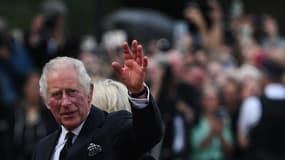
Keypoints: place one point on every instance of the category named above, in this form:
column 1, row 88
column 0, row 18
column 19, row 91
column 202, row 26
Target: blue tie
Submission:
column 66, row 146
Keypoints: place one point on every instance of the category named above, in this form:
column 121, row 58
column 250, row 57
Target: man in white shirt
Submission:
column 261, row 118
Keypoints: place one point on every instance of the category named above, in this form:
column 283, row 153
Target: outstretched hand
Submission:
column 132, row 73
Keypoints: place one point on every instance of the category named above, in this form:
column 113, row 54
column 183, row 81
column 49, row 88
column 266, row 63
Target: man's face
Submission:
column 66, row 98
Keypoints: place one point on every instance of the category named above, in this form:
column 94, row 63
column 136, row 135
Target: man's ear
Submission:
column 46, row 104
column 90, row 95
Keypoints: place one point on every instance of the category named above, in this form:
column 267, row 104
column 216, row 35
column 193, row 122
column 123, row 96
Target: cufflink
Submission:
column 93, row 149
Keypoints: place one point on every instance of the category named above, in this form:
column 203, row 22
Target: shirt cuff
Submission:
column 140, row 103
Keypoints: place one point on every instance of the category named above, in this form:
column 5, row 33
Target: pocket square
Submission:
column 93, row 149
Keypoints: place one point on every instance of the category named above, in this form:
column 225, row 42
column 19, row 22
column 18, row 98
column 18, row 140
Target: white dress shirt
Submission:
column 251, row 112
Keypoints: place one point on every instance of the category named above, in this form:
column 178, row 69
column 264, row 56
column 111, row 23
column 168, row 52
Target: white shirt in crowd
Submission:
column 251, row 112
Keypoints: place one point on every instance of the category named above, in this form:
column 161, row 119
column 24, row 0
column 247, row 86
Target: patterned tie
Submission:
column 66, row 146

☆ ☆ ☆ ☆ ☆ ☆ ☆

» Work instructions
Render the lines above as a JSON list of strings, one string per line, omitting blank lines and leaving out the pictures.

» Answer in full
[
  "Keypoints: place one point on every instance of the category named above, in this form:",
  "column 1, row 88",
  "column 0, row 18",
  "column 19, row 91",
  "column 202, row 26",
  "Target: blue tie",
  "Submission:",
  "column 66, row 146",
  "Keypoints: place one point on every instance of the category named above, in this form:",
  "column 121, row 58",
  "column 250, row 57",
  "Target: man in white shirt",
  "Submission:",
  "column 261, row 118",
  "Keypoints: place one point on every instance of the category named above, in this form:",
  "column 283, row 153",
  "Target: outstretched hand",
  "Submission:",
  "column 132, row 73",
  "Keypoints: place one point on every instance of the category named above, in this form:",
  "column 113, row 54",
  "column 183, row 81",
  "column 49, row 88",
  "column 266, row 63",
  "Target: man's face",
  "Submission:",
  "column 66, row 98",
  "Keypoints: place one point on every instance of the category named above, in this form:",
  "column 94, row 63",
  "column 136, row 135",
  "Target: man's ear",
  "Submission:",
  "column 46, row 104",
  "column 90, row 95",
  "Keypoints: place one point on every instance of the category named above, in this form:",
  "column 267, row 104",
  "column 216, row 35",
  "column 193, row 122",
  "column 123, row 96",
  "Target: cufflink",
  "Submission:",
  "column 93, row 149",
  "Keypoints: place one point on every instance of the category named above, in this form:",
  "column 203, row 22",
  "Target: shirt cuff",
  "Submission:",
  "column 140, row 103",
  "Keypoints: place one point on every instance of the category named above, in this form:",
  "column 5, row 33",
  "Target: pocket square",
  "Submission:",
  "column 93, row 149",
  "Keypoints: place one point on every instance of the category named above, in this form:",
  "column 225, row 42",
  "column 19, row 22",
  "column 18, row 98",
  "column 18, row 140",
  "Target: white dress shirt",
  "Submission:",
  "column 251, row 112",
  "Keypoints: place one point on every instance of the category named above, in this form:",
  "column 178, row 69",
  "column 264, row 56",
  "column 111, row 23",
  "column 168, row 52",
  "Target: white shirt in crowd",
  "Submission:",
  "column 251, row 112",
  "Keypoints: place one point on every instance of the category named above, in this form:",
  "column 161, row 119",
  "column 24, row 0",
  "column 247, row 86",
  "Target: patterned tie",
  "Submission:",
  "column 66, row 146"
]